**TASK TO CARRY OUT:** Could you quote the death penalty essay word for word, starting with "The death penalty, also" and going on through "practise capital punishment."?

**SUPPLIED TEXT:**
= Beginning of Section =
Sunday, May 6, 2007

''The death penalty is murder and should be abolished''. Do you agree? State your reasons.

I agree with the statement to a large extent.

The death penalty, also known as capital punishment, is the execution of a convicted criminal by the state as punishment for crimes known as capital crimes or capital offences. A crime is considered a capital crime once it threatens national security. Some examples of capital crimes are first degree murder, drug trafficking, terrorist activities and treason. The United States, Japan, Singapore and South Korea are the only developed countries that practise capital punishment.

I believe that the death penalty should be abolished due to various reasons. Firstly, and most importantly, two wrongs do not make a right. It is not justifiable to take a felon’s life just because he caused harm to others, because that does not solve anything. No one has the right to take the life of another fellow human being even if he is a sinner, because we are imperfect ourselves.
= End of Section =
**THE DATA:**
= Beginning of Section =
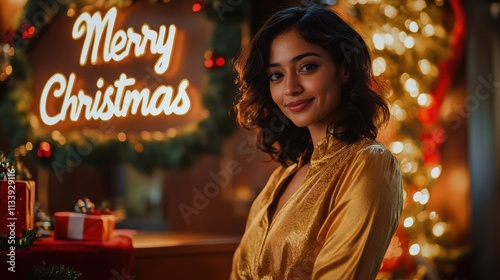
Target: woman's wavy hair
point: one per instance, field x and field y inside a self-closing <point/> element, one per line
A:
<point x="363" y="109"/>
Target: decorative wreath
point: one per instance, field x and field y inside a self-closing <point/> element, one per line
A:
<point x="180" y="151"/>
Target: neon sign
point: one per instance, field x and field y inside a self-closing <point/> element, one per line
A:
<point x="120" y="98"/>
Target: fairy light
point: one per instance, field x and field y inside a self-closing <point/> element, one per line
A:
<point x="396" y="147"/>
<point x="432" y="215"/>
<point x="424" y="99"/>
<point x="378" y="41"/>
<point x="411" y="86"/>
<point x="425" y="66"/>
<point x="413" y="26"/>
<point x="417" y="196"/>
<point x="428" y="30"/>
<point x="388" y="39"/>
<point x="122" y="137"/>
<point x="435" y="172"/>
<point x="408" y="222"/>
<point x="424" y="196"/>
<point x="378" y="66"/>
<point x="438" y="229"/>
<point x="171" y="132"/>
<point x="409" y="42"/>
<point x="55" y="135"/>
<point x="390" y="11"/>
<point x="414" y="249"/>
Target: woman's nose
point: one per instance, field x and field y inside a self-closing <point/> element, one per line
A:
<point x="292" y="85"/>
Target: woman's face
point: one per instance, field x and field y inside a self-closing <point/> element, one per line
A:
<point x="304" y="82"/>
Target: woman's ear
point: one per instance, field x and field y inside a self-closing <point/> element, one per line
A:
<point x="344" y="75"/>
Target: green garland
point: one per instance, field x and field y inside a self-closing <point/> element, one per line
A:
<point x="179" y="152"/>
= End of Section =
= Beginning of Section =
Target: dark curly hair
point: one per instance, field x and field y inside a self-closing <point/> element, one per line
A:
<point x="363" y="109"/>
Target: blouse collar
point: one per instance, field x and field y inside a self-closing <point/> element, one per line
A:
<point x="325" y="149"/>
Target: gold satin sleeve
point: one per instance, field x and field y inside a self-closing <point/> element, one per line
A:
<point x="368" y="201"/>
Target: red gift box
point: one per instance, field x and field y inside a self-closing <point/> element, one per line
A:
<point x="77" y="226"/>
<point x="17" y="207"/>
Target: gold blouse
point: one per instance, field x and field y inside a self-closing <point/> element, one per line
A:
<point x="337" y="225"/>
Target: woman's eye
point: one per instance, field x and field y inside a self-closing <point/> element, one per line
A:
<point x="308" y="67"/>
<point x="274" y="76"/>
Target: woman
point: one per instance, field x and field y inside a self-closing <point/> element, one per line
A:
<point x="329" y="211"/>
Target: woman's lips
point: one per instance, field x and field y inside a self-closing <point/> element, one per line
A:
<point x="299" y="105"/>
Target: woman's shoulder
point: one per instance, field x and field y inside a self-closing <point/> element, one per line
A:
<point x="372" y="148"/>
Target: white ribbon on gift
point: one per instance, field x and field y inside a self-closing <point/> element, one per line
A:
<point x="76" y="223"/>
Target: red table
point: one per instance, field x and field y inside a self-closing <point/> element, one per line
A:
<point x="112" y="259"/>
= End of Section =
= Beginning of Section =
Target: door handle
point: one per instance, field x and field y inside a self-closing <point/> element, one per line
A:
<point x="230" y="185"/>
= End of Section =
**RESULT FOR THIS EXERCISE:**
The death penalty, also known as capital punishment, is the execution of a convicted criminal by the state as punishment for crimes known as capital crimes or capital offences. A crime is considered a capital crime once it threatens national security. Some examples of capital crimes are first degree murder, drug trafficking, terrorist activities and treason. The United States, Japan, Singapore and South Korea are the only developed countries that practise capital punishment.